▶ [What this task involves]: The entries are to be duplicated exactly, with nothing left out.

▶ [Dataset entries]:

------------------------------------------------------------------------

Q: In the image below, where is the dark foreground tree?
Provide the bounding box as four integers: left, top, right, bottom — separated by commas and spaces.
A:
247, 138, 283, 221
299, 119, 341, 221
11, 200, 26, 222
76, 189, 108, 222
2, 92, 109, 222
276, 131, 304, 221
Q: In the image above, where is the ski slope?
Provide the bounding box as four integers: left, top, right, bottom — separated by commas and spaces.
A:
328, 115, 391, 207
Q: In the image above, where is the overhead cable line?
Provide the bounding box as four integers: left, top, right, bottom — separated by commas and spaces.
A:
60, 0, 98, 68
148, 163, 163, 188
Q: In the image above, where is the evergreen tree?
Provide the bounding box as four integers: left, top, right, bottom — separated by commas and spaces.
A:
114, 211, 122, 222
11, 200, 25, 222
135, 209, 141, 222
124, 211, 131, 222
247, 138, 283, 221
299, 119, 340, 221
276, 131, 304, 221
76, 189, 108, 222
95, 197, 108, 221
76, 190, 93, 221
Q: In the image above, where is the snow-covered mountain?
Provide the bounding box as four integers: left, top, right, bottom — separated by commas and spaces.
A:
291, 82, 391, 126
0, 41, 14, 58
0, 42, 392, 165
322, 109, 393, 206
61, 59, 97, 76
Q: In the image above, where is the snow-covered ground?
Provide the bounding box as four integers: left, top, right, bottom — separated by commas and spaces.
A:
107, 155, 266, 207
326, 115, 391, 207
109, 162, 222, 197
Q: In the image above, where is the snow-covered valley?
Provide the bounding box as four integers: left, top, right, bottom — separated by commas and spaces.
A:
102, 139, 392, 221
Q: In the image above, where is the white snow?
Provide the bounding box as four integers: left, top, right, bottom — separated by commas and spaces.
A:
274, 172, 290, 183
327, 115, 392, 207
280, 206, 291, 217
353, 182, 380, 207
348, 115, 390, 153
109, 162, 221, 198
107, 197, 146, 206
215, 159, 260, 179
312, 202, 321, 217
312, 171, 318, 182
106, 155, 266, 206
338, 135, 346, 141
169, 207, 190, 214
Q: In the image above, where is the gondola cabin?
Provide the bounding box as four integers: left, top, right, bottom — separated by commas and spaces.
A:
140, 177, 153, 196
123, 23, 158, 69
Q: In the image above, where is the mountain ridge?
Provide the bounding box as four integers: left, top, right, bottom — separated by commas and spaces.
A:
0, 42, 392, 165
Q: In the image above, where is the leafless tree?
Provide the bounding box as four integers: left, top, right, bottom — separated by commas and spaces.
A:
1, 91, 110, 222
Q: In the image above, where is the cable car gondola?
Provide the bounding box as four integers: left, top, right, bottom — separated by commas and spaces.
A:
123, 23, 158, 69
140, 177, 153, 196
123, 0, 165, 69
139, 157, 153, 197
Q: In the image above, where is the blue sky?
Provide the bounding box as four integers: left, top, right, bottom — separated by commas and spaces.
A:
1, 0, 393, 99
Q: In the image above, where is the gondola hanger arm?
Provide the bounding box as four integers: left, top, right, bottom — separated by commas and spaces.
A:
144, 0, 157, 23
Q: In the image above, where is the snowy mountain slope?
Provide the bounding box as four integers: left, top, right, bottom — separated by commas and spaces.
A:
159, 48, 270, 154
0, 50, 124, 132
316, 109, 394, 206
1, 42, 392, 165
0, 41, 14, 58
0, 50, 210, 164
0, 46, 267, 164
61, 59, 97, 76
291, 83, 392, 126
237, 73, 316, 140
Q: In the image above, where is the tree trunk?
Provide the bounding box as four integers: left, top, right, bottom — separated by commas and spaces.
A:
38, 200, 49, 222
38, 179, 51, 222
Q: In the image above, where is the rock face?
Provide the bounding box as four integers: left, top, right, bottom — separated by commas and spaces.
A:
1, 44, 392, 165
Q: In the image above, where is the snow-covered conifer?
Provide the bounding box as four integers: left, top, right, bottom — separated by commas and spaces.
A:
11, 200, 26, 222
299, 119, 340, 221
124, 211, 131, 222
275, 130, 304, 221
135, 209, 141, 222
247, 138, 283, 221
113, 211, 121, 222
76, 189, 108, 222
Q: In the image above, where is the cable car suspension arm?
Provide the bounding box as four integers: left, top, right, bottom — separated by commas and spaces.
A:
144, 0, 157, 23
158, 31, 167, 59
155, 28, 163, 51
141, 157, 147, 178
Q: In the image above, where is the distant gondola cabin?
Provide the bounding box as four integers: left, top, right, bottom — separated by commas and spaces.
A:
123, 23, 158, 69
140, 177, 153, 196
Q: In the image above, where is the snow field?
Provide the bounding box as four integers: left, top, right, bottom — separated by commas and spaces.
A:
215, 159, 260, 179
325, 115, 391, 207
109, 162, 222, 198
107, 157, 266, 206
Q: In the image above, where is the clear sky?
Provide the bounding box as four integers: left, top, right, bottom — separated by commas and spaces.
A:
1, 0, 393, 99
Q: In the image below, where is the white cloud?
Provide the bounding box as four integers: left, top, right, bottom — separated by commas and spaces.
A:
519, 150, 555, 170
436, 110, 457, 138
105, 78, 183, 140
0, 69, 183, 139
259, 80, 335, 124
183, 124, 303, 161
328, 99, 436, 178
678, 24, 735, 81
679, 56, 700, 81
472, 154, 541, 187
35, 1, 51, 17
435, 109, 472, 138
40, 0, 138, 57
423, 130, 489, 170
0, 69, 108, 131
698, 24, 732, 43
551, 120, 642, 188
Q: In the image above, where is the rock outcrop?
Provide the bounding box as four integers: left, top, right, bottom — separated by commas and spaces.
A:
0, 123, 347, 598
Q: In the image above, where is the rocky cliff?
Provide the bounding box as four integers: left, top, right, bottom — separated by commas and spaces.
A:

------------------------------------------------------------------------

▶ [Output for this exercise]:
Q: In the image below, where is the dark foreground tree?
Provide the bounding box as four integers: left, top, right, bottom — separated by commas and spaces.
A:
247, 138, 283, 221
299, 119, 341, 221
11, 200, 26, 222
76, 189, 108, 222
2, 92, 109, 222
276, 131, 304, 221
Q: In the image above, where is the ski slope?
Provide the bounding box as four integers: left, top, right, bottom — separated by commas and spaces.
A:
328, 115, 391, 207
Q: In the image above, where is the overhead cable line?
Provide the bounding box as four integers: left, top, right, bottom — separated by commas and spaces.
A:
60, 0, 98, 68
148, 163, 163, 188
Q: In the image above, where is the evergreen tree?
Provide the bounding box as four integers: left, top, right, bottom — separated by commas and spaces.
A:
114, 211, 122, 222
11, 200, 25, 222
135, 209, 141, 222
124, 211, 131, 222
247, 138, 283, 221
299, 119, 340, 221
276, 131, 304, 221
76, 189, 108, 222
95, 197, 108, 221
76, 190, 93, 221
Q: In the image above, where is the snow-covered mountain?
Provide the bounding box as four integers: left, top, right, bottom — separated by commas and spaces.
A:
291, 82, 391, 126
0, 41, 14, 58
0, 42, 392, 165
322, 109, 393, 206
61, 59, 97, 76
Q: In the image above, where is the snow-covered ground?
Provide the bounding box as four integers: left, top, right, bottom — separated by commas and spaces.
A:
107, 155, 266, 207
326, 115, 391, 207
109, 162, 222, 197
Q: In the image above, where is the snow-covered valley?
Provide the bounding box as four integers: left, top, right, bottom — separated by commas and spaces.
A:
102, 139, 392, 221
Q: In the image above, where is the white snow?
Provide the bounding box as four integers: left, top, right, bottom — separated by commas and spaces.
A:
274, 172, 290, 183
327, 115, 392, 207
280, 206, 291, 217
353, 182, 380, 207
348, 115, 390, 153
109, 162, 221, 198
107, 197, 146, 206
215, 159, 260, 179
312, 202, 321, 217
312, 171, 318, 182
106, 155, 266, 206
338, 135, 346, 141
169, 207, 190, 214
Q: In the image above, where is the gondola cabin?
Provide the bounding box as four integers: left, top, right, bottom — separated by commas and spaces.
A:
140, 177, 153, 196
123, 23, 158, 69
Q: In the image above, where is the mountain ridge?
Provide the bounding box as four integers: left, top, right, bottom — separated by commas and spaces.
A:
0, 42, 392, 165
Q: In the image above, where is the leafless tree?
Provide the bounding box as four integers: left, top, right, bottom — separated by commas and spaces.
A:
1, 91, 110, 222
Q: In the image above, where is the cable car gondola?
Provide the bounding box as four integers: left, top, right, bottom — separated by commas and spaces.
A:
123, 23, 158, 69
140, 177, 153, 196
123, 0, 165, 69
139, 157, 153, 197
Q: In the image above, where is the blue sky?
Provide the bounding box as four integers: left, top, right, bottom — separated by commas and spaces.
A:
1, 0, 393, 99
Q: In the image above, where is the gondola hanger arm?
Provide the bounding box as four integers: left, top, right, bottom — separated by commas and spaces.
A:
144, 0, 157, 23
Q: In the image above, where is the snowy mountain slope?
Provide the bounding box as four integers: left, top, right, bottom — separated by commas and spaces.
A:
159, 48, 270, 154
0, 50, 124, 132
316, 109, 394, 206
1, 42, 392, 165
0, 41, 14, 58
0, 50, 210, 164
0, 46, 267, 164
61, 59, 97, 76
291, 83, 392, 126
237, 73, 316, 140
Q: In the image above, where is the tree trunk?
Provide the bounding box as four integers: left, top, right, bottom — separated by commas and spaces.
A:
38, 200, 49, 222
38, 179, 51, 222
Q: In the image above, where is the rock face?
Provide the bounding box as four integers: left, top, right, bottom — separated by commas and spaces.
A:
1, 44, 392, 165
Q: In the image above, where is the snow-covered conifer?
Provide the bounding box as four integers: left, top, right, bottom — separated by commas and spaces.
A:
11, 200, 26, 222
299, 119, 340, 221
124, 211, 131, 222
275, 130, 304, 221
135, 209, 141, 222
247, 138, 283, 221
113, 211, 121, 222
76, 189, 108, 222
Q: In the image above, where is the cable car suspension arm?
Provide the bounding box as four integers: left, top, right, bottom — separated by commas and spaces.
A:
144, 0, 157, 23
158, 31, 167, 59
155, 28, 163, 51
141, 157, 147, 178
Q: In the image above, where is the distant gondola cabin?
Provide the bounding box as four integers: left, top, right, bottom — separated by commas and spaces.
A:
123, 23, 158, 69
140, 177, 153, 196
Q: In the image above, where is the snow field?
Provide the bounding box as four integers: left, top, right, bottom — separated by commas and spaces.
A:
215, 159, 260, 179
325, 115, 391, 207
109, 162, 222, 198
107, 157, 266, 206
Q: In the image above, where is the clear sky?
Provide the bounding box as four integers: left, top, right, bottom — separated by commas and spaces.
A:
1, 0, 393, 99
Q: In the image below, where is the white cloud?
Provide the bounding box as four integers: left, top, right, bottom — separated by commas and spaces.
A:
519, 150, 555, 170
436, 110, 457, 138
105, 78, 183, 140
0, 69, 183, 139
259, 80, 335, 124
183, 124, 303, 161
328, 99, 436, 178
678, 24, 735, 81
679, 56, 700, 81
472, 154, 541, 187
35, 1, 51, 17
435, 109, 472, 138
40, 0, 138, 57
423, 130, 489, 170
0, 69, 108, 131
698, 24, 732, 43
551, 120, 642, 188
Q: In the image above, where is the rock outcrop?
Provide the bounding box as four integers: left, top, right, bottom — separated by commas and spaces.
A:
0, 123, 347, 598
Q: In the image above, where is the rocky cliff?
Provide the bounding box as four integers: left, top, right, bottom — separated by commas and spaces.
A:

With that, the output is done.